Consigna -
Según el texto sobre la película La mort de Louis XIV, ¿qué período de la vida del rey relata Albert Serra?

Luis XIV, el Rey Sol, es conocido por los cuadros que sobre él pintó o copió un artista de cámara como Hyacinthe Rigaud, además de otros contemporáneos suyos. Lienzos y esculturas que seguramente habremos visto de pasada en alguna sala dedicada al siglo XVIII en el Museo del Prado. Esos retratos y estatuas del monarca lo muestran en una estampa ecuestre o posando como un guerrero, en pie, imponente, con su silueta perfilada ante un paisaje antes de la batalla. Mientras que la película de Albert Serra lo presenta primero sentado en una silla de ruedas, portado por dos sirvientes. Poco después tumbado en su cama, lugar que no abandonará en el transcurso de todo el metraje. La verticalidad y perspectivas frontales dan paso al formato panorámico, compuesto por encuadres anchos, en escorzo la mayor parte de las secuencias. El rey pierde simbólicamente su poder con este cambio en el punto de vista. Desciende al terreno de los súbditos. En el patrimonio histórico y cultural quedará reflejado como un ser eterno. Pero en el film pierde la condición inmortal, para recuperar esa mortalidad que comparte con los habitantes del reino. Albert Serra refleja la crónica de las dos últimas semanas de vida del soberano absolutista. Estos no son los únicos aspectos que asemejan La mort de Louis XIV con el arte de la pintura porque, de la misma manera que al nombrar un cuadro ya se enmarca su contenido, Serra se limita a mostrar exclusivamente el proceso lento, dilatado, de una agonía a la que hace justicia desde el título del largometraje, con la historia narrada.

Sección de registros -
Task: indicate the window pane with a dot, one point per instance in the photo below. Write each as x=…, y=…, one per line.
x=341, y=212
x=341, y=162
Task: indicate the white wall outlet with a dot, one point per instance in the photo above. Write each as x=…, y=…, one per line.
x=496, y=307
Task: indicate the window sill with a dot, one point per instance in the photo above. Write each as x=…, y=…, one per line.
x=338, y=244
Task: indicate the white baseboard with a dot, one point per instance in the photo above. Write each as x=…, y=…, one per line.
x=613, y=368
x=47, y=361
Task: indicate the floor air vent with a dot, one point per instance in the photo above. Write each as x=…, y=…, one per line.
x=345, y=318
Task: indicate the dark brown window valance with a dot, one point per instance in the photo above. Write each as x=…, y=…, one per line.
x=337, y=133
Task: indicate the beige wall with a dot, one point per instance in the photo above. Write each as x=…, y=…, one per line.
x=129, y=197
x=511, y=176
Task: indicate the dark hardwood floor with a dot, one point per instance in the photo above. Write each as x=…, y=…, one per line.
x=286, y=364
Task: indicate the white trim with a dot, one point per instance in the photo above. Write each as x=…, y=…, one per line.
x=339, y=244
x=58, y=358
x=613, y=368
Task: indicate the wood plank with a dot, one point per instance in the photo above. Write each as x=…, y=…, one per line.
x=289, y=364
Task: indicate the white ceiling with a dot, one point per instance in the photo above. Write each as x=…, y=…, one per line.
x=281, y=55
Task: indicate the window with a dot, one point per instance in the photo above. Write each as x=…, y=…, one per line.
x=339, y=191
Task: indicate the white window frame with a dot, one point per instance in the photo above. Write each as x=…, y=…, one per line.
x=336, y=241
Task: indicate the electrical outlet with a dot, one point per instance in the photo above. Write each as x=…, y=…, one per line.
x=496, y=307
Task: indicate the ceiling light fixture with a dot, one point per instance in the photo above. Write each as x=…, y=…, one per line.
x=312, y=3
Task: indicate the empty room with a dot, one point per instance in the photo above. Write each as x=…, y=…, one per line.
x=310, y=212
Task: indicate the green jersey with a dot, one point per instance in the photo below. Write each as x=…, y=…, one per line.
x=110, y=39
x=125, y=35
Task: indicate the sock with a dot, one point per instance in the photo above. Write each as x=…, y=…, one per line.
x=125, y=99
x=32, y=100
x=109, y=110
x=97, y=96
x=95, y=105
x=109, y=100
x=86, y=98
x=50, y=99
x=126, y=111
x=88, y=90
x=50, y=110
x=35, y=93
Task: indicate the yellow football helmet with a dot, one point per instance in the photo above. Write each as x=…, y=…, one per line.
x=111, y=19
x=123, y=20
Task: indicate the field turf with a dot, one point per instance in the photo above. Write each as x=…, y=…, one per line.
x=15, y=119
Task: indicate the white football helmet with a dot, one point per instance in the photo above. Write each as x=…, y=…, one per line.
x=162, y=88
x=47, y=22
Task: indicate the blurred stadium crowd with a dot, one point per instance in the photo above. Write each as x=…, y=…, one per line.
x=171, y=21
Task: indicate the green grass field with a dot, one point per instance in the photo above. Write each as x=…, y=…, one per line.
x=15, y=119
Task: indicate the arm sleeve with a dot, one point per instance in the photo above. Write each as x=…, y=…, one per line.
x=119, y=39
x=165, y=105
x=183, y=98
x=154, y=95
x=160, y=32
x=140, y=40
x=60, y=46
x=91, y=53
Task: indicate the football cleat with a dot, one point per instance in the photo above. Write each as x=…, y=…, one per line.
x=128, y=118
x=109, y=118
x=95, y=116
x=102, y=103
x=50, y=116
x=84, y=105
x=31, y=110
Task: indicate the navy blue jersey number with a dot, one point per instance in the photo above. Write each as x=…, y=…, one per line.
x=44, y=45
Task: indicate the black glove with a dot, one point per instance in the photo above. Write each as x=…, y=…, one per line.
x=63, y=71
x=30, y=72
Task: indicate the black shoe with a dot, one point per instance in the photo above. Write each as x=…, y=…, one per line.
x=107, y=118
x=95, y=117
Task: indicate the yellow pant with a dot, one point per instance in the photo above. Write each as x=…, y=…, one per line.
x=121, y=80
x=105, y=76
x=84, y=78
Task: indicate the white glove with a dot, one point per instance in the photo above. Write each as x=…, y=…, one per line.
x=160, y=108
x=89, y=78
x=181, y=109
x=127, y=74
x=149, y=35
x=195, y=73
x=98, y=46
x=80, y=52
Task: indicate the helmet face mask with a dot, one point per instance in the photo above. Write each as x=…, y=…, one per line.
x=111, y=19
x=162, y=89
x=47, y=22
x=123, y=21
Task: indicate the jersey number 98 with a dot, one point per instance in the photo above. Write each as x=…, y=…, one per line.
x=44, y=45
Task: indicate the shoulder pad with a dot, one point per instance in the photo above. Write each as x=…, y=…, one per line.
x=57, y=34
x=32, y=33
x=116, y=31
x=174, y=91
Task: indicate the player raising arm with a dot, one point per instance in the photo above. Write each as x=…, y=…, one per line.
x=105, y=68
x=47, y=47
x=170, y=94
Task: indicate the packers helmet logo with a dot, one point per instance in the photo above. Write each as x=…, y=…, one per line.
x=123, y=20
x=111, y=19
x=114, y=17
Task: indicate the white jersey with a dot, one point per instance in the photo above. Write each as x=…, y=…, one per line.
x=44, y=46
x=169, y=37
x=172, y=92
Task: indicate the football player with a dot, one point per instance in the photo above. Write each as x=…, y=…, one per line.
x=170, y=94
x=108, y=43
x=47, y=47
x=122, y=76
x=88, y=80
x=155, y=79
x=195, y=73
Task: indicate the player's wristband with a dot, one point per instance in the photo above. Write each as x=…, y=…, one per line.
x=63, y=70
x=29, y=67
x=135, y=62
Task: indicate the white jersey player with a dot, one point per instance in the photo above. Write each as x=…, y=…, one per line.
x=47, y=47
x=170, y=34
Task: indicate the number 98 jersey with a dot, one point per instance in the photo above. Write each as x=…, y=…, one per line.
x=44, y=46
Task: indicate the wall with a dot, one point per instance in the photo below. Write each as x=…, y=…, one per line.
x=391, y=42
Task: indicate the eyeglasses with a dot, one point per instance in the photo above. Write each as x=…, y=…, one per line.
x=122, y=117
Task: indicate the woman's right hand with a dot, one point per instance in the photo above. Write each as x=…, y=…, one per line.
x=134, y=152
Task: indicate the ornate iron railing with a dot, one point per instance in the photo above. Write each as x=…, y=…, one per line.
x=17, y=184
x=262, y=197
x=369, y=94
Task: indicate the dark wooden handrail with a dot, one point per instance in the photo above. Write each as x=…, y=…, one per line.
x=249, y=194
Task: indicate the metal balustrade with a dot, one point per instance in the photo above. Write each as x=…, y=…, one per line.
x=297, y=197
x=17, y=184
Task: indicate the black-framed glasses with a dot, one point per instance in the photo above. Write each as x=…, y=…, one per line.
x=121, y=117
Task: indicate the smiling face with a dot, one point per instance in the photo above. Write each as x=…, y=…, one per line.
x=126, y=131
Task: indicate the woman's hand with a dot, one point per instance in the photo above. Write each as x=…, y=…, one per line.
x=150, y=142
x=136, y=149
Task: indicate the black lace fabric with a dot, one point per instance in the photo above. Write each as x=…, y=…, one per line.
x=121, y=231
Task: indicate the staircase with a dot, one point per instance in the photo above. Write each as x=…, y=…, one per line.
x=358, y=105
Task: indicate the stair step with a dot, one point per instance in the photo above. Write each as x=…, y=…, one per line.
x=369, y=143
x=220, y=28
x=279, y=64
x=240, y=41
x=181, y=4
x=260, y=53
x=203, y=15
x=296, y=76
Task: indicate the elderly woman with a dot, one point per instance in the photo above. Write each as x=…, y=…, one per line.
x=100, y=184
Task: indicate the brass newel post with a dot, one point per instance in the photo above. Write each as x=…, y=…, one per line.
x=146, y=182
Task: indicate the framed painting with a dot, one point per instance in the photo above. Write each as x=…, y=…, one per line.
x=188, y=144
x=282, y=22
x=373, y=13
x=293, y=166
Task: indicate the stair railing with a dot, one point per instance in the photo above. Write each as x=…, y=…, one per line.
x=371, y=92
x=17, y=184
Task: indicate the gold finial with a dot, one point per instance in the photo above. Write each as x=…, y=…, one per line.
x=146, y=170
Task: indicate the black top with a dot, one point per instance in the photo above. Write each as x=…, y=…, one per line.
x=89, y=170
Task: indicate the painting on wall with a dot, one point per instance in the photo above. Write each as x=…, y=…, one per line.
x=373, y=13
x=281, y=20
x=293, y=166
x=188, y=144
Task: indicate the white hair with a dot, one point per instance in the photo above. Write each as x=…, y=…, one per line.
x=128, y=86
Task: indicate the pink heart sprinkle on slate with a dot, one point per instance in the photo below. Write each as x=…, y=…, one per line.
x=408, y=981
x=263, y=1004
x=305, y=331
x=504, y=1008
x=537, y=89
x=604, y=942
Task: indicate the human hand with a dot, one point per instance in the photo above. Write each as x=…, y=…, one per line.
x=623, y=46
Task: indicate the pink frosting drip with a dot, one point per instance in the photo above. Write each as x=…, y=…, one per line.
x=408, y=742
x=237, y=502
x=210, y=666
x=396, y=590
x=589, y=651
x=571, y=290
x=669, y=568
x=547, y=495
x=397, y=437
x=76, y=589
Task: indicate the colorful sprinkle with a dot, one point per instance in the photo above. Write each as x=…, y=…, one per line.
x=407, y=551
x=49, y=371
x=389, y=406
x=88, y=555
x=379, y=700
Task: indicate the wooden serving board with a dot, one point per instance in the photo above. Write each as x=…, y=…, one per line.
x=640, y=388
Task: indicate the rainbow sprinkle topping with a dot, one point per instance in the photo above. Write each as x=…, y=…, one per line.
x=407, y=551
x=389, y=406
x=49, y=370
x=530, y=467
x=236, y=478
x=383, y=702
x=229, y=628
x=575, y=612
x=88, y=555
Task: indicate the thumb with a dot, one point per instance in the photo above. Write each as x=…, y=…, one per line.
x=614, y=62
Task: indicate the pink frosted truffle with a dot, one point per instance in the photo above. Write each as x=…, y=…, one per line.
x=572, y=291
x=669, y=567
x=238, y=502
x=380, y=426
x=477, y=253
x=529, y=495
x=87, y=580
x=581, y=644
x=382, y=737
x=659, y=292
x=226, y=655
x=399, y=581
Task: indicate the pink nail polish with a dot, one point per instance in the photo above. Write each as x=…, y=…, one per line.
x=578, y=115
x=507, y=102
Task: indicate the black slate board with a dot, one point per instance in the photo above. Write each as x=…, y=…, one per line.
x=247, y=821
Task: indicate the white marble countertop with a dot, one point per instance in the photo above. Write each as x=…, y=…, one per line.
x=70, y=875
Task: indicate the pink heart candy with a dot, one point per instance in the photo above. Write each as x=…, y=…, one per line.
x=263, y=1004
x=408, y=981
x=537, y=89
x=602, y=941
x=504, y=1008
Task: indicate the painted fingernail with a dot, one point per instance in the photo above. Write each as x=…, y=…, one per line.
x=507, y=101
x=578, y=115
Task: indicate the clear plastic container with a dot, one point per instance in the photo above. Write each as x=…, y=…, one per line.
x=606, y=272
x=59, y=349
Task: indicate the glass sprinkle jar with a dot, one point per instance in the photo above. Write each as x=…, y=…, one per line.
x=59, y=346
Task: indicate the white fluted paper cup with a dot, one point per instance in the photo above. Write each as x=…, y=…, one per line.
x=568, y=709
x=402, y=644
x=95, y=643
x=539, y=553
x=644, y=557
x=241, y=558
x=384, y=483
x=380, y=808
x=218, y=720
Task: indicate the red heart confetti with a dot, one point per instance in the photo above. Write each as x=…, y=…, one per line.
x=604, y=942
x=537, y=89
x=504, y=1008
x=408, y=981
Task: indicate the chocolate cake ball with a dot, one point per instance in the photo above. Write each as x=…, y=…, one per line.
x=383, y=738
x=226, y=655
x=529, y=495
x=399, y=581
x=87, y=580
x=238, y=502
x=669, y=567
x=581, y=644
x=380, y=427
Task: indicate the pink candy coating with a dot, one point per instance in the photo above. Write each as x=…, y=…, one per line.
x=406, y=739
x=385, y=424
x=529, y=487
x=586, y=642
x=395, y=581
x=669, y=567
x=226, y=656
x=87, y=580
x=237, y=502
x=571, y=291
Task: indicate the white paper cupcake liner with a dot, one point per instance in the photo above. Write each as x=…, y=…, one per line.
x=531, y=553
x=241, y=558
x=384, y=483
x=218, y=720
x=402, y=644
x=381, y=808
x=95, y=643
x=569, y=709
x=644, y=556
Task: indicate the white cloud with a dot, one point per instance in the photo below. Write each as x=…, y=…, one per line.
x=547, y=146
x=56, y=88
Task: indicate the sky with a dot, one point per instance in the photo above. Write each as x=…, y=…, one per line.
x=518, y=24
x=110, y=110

Respuesta obtenida -
Las dos últimas semanas de vida del soberano absolutista.